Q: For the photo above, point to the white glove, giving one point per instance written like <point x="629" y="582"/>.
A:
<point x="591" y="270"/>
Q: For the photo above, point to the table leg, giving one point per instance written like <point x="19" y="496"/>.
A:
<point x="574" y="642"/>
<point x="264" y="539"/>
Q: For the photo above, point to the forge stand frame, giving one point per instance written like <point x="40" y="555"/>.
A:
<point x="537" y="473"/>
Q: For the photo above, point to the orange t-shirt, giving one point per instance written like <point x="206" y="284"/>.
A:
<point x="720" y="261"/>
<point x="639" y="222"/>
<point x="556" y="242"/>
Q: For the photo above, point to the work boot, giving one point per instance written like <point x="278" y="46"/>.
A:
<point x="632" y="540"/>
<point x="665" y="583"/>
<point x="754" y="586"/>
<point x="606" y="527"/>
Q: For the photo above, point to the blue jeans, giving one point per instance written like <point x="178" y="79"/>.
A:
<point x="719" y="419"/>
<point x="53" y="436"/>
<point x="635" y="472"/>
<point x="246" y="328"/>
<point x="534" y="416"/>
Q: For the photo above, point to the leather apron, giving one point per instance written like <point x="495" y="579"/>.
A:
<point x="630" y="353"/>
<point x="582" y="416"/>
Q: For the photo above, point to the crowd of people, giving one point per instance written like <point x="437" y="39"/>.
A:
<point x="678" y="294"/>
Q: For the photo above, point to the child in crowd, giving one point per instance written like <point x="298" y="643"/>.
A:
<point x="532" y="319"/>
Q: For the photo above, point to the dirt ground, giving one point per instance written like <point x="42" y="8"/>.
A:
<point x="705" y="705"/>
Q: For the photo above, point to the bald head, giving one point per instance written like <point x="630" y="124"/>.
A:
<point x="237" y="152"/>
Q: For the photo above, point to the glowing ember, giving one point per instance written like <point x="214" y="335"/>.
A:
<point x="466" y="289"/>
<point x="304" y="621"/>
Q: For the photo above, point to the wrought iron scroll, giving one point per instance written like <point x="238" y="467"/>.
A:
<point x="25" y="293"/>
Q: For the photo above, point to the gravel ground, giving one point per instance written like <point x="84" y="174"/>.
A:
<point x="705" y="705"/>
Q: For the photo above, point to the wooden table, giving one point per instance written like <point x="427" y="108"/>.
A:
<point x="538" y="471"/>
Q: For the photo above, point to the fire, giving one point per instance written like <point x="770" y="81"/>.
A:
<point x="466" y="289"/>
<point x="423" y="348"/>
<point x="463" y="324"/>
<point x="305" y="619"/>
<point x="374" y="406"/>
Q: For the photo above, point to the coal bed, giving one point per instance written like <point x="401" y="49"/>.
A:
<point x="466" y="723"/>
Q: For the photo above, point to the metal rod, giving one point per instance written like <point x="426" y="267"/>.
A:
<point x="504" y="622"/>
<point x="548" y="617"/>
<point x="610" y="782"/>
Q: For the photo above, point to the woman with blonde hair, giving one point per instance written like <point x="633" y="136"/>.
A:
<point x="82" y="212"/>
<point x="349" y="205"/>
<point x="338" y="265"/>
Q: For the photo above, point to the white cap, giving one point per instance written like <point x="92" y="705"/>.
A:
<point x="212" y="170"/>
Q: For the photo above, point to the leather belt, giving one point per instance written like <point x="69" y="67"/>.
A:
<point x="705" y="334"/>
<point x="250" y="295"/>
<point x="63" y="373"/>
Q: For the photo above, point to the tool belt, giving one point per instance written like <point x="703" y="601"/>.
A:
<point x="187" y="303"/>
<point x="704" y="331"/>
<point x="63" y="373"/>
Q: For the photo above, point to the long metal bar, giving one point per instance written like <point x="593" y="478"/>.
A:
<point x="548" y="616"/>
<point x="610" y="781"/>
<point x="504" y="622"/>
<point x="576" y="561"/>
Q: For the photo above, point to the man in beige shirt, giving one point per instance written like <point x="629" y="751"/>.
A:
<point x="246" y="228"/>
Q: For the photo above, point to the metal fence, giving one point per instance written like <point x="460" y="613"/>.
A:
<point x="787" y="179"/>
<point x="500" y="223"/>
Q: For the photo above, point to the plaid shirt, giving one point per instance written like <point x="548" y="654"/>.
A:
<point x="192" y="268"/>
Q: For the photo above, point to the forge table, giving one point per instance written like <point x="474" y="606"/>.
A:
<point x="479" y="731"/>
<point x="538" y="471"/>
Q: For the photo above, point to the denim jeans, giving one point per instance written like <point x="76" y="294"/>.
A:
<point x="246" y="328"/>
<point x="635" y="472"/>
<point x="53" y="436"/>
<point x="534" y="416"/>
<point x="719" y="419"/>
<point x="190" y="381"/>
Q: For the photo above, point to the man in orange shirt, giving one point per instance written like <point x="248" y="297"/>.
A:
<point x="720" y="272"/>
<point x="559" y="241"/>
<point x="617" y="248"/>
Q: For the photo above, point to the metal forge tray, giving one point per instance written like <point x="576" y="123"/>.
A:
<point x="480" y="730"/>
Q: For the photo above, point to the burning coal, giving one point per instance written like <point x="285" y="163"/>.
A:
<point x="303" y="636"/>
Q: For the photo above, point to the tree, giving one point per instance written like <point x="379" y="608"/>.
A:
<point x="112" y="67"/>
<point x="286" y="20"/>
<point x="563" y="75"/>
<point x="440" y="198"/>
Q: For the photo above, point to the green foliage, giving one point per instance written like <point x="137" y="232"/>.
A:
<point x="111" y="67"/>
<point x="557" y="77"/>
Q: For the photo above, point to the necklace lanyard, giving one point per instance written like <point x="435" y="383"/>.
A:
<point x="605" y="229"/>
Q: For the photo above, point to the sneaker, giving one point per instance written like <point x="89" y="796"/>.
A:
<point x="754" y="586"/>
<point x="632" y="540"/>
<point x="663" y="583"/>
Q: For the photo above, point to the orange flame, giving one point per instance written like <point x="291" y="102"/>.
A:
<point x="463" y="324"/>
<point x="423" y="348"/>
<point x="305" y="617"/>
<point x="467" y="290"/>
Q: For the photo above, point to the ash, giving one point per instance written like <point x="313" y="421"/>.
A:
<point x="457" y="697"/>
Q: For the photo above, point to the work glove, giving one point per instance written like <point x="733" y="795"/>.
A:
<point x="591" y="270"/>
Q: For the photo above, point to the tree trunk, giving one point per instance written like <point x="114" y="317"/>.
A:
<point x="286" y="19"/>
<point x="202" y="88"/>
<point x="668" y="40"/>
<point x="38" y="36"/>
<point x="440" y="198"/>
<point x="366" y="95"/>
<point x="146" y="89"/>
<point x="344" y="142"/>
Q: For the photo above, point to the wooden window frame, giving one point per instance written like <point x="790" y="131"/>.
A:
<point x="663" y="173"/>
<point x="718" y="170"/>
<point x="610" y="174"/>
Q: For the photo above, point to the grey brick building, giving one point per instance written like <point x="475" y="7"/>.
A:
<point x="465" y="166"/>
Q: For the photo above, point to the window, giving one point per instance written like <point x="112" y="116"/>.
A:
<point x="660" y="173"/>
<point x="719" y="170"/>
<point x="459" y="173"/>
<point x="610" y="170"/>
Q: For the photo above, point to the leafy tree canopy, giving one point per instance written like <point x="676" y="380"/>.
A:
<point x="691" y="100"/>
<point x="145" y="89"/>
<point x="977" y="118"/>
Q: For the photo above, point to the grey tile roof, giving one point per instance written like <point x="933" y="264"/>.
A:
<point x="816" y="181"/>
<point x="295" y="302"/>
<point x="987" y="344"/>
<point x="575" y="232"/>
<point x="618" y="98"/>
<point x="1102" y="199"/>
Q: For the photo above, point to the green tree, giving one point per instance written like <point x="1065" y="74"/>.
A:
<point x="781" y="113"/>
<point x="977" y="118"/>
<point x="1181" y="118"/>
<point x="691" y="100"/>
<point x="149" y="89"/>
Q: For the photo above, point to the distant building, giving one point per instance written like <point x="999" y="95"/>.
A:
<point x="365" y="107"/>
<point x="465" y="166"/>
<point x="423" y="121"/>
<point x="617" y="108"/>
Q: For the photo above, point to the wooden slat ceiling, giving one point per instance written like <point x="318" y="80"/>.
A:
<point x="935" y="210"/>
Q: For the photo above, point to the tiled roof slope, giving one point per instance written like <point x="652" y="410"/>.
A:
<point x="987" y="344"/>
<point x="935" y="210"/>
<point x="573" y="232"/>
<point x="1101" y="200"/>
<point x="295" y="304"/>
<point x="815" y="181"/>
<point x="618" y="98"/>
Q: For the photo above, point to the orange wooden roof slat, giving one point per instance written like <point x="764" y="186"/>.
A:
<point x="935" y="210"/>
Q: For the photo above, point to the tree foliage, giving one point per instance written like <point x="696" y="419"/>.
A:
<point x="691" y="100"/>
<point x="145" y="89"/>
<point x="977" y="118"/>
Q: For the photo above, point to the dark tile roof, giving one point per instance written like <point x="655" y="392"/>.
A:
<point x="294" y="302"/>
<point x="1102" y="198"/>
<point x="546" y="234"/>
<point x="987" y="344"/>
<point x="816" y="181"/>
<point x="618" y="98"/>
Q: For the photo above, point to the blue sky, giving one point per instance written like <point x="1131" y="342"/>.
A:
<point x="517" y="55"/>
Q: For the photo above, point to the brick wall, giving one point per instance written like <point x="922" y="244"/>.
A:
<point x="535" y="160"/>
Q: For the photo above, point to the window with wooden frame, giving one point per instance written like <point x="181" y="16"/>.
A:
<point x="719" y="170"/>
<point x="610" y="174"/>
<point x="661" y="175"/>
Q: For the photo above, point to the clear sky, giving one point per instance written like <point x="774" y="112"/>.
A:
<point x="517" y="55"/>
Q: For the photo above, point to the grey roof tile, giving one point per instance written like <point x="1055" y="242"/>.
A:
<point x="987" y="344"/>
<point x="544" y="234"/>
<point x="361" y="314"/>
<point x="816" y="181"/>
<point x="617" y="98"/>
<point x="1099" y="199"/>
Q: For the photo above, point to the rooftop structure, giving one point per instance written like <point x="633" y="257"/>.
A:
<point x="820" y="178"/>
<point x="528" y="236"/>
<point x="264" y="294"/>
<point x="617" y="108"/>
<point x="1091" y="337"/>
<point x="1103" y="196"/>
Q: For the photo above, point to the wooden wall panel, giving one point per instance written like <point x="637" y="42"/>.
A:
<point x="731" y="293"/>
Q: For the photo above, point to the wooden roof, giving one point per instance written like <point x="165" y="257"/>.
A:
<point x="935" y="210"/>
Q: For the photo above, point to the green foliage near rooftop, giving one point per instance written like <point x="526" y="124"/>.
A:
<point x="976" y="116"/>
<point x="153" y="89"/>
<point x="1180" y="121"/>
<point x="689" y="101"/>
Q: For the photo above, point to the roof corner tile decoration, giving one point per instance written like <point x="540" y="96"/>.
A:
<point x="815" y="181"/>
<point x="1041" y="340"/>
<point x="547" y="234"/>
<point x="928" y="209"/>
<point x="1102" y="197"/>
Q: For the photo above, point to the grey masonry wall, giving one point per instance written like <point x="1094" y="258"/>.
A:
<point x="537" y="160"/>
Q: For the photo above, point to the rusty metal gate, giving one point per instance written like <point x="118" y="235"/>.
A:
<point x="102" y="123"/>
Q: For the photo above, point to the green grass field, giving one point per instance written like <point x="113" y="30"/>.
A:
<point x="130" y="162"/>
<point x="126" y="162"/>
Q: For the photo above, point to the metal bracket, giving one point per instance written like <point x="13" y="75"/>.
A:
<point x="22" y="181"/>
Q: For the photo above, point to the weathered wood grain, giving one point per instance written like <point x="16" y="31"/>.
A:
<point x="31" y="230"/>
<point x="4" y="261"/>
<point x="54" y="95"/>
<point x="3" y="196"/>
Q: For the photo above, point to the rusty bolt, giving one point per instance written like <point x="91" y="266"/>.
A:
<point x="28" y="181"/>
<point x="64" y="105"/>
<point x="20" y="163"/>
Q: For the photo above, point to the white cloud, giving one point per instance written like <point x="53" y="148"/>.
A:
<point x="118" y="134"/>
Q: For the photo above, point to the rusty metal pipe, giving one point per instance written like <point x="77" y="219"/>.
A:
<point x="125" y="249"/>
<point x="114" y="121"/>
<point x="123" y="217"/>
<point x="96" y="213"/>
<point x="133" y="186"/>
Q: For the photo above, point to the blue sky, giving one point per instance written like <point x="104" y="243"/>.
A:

____________________

> _PROBLEM DESCRIPTION_
Repeat exactly the lines starting at the line with "Q: For the photo above, point to the wooden roof, giving" and ending with the final line of the entries. Include nothing else.

> _REPLY_
Q: For the photo above, point to the wooden roof, giving one point per instance written like <point x="165" y="257"/>.
A:
<point x="935" y="210"/>
Q: For the photo above, point to the green foliage near rooftop, giving one point per instance written like <point x="526" y="124"/>.
A:
<point x="976" y="116"/>
<point x="153" y="89"/>
<point x="1180" y="121"/>
<point x="689" y="101"/>
Q: For the photo above, point to the roof corner tile decoration, giving one point per instance written like <point x="540" y="96"/>.
A:
<point x="815" y="181"/>
<point x="1041" y="340"/>
<point x="547" y="234"/>
<point x="928" y="209"/>
<point x="1102" y="197"/>
Q: For the photo above, point to the grey masonry wall, giving one point per instance written like <point x="1094" y="258"/>.
A:
<point x="537" y="160"/>
Q: For the photo above, point to the rusty metal gate, giving one point per instance written like <point x="118" y="235"/>.
A:
<point x="102" y="123"/>
Q: For the photo above, point to the green grass field, giving one point per instance written like <point x="113" y="30"/>.
A:
<point x="130" y="162"/>
<point x="126" y="162"/>
Q: For the photo above, point to the metal bracket, giving one point per instance written like <point x="13" y="75"/>.
A:
<point x="22" y="181"/>
Q: For the photo above, point to the weathered wood grain, giving one point per instance written like <point x="16" y="31"/>.
A:
<point x="31" y="230"/>
<point x="4" y="261"/>
<point x="54" y="95"/>
<point x="3" y="196"/>
Q: For the photo above, point to the rusty bolt, giving one point per instance written like <point x="91" y="266"/>.
A:
<point x="28" y="181"/>
<point x="64" y="105"/>
<point x="20" y="163"/>
Q: For the photo above, point to the white cloud, giving one point per instance written like <point x="53" y="148"/>.
A:
<point x="118" y="134"/>
Q: For the photo above, point to the rusty metal pipe, giving one point per instance written like <point x="77" y="219"/>.
A:
<point x="125" y="249"/>
<point x="114" y="121"/>
<point x="123" y="217"/>
<point x="96" y="213"/>
<point x="133" y="186"/>
Q: For the photo above, point to the blue sky, giving one point per instance written like <point x="104" y="243"/>.
A:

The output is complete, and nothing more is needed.